▶ [THE EXERCISE] Please put the rows below into a numbered list, skipping any blank lines and leaving out the pictures.

▶ [SOURCE DATA]
● ● ● ●
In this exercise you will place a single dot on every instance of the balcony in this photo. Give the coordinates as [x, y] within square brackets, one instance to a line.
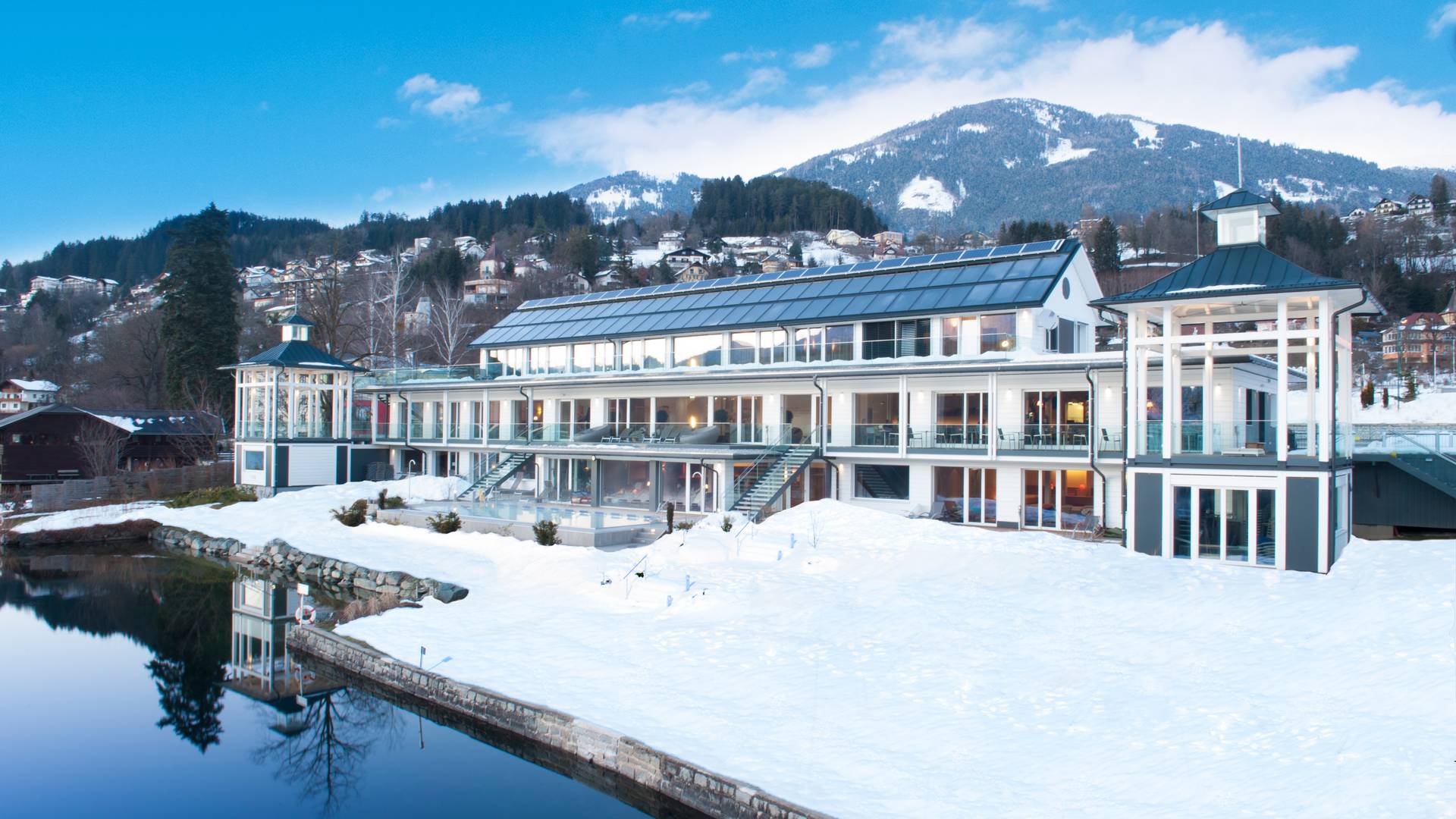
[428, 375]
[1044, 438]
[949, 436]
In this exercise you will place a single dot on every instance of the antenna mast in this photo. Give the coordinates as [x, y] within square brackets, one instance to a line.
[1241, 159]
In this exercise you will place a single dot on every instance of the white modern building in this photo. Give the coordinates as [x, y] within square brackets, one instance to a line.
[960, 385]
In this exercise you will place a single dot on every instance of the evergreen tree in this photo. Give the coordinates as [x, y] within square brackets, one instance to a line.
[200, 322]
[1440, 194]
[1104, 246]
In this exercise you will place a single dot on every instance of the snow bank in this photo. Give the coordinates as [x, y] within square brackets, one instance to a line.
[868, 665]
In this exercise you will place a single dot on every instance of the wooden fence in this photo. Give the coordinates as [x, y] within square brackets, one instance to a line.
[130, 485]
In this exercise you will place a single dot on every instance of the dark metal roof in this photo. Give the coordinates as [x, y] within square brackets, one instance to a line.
● ● ● ●
▶ [TASK OUTPUT]
1. In this exercise you will place a single dot on every instance of the balcony in this photo. Give the coordinates as [x, y] within square brackets, one instance to a line.
2. [428, 375]
3. [1044, 438]
4. [949, 436]
5. In this exercise you will place a single dot on every instance of the antenna mast in this photo. Give the coordinates as [x, y] within square brackets, one instance to a line.
6. [1241, 159]
7. In this exercise you will place a single dot on every instance of the white modern building in this photo. Give the coordinates as [x, y] within square brackets, one instance to a line.
8. [960, 385]
9. In this exercise you will place a single dot on every instance of the evergreen tree in this photo. Give the coordinates as [x, y] within square brackets, one instance to a line.
10. [200, 322]
11. [1440, 194]
12. [1104, 246]
13. In this exercise you will place a single dot on every instance of the snow bank in this photo. Give the coordinates as [x, y] within square brackets, one instance to a line.
14. [868, 665]
15. In this exercise you will place a single dot on every instance of the wooden fence in this photo. Give the coordinates as [x, y] within square brackets, one instance to a line.
16. [130, 485]
17. In this exercise you will place a single dot on every instance of the dark metal roof in this photo. Give the coordinates as [x, y] within square brackets, one instance to a line.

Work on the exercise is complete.